What is expected: Search term "instance": copy each line of the data containing it.

Data for review:
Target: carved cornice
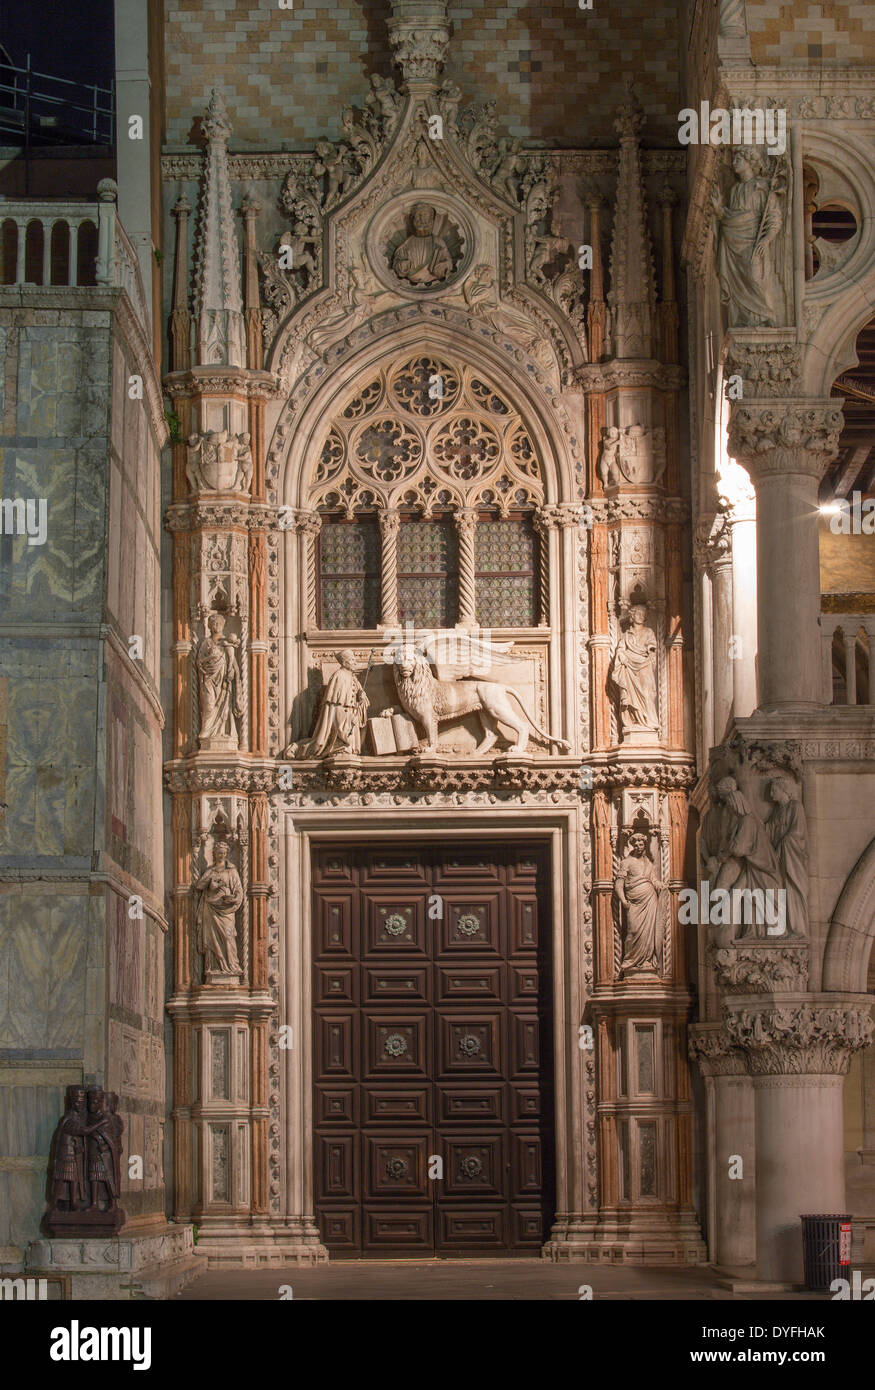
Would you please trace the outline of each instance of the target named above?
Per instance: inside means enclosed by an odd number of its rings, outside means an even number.
[[[271,792],[277,777],[273,763],[244,762],[234,754],[223,763],[176,759],[164,765],[164,786],[169,792]]]
[[[610,150],[549,150],[538,151],[558,175],[592,176],[617,172],[617,151]],[[686,170],[684,150],[643,150],[641,154],[646,174],[683,174]],[[282,181],[297,169],[312,161],[309,153],[271,152],[228,155],[228,173],[234,183]],[[203,172],[203,155],[195,150],[168,151],[161,156],[161,177],[167,183],[196,182]]]
[[[654,391],[682,391],[687,380],[684,367],[667,366],[652,359],[640,362],[587,362],[574,374],[584,391],[612,391],[618,386],[651,387]]]
[[[245,400],[267,401],[282,395],[279,377],[273,372],[242,367],[222,372],[210,372],[209,368],[170,372],[164,378],[164,391],[171,400],[193,396],[242,396]]]
[[[724,1026],[733,1046],[747,1054],[753,1076],[844,1076],[854,1052],[872,1039],[868,1006],[837,999],[724,1006]]]
[[[587,504],[595,521],[661,521],[681,526],[689,520],[690,504],[684,497],[593,497]]]
[[[386,27],[405,82],[437,82],[450,41],[444,0],[391,0],[391,9]]]
[[[656,787],[659,791],[689,792],[695,783],[692,762],[610,762],[592,766],[592,784],[597,791],[610,787]]]
[[[247,531],[272,531],[279,524],[279,514],[275,507],[266,507],[263,502],[244,502],[229,498],[227,501],[203,499],[191,502],[173,502],[164,514],[164,525],[168,531],[193,531],[197,528],[210,528],[218,531],[233,527],[244,527]]]
[[[799,993],[808,987],[808,947],[777,946],[763,941],[750,946],[709,946],[719,989],[727,994]]]
[[[536,763],[525,759],[498,757],[473,761],[439,758],[362,758],[334,763],[330,758],[319,762],[313,759],[294,761],[278,766],[276,785],[285,767],[291,768],[292,786],[296,792],[319,791],[377,794],[394,792],[402,799],[422,792],[443,792],[467,795],[470,792],[506,792],[513,797],[521,792],[580,793],[580,763],[564,758],[561,762]]]
[[[782,473],[819,479],[838,454],[842,424],[832,400],[733,403],[728,452],[755,481]]]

Exercise solution:
Would you please trace the outline of each instance of the target named above?
Per instance: inside means enclosed by an odd number of its rings, outside means an even number.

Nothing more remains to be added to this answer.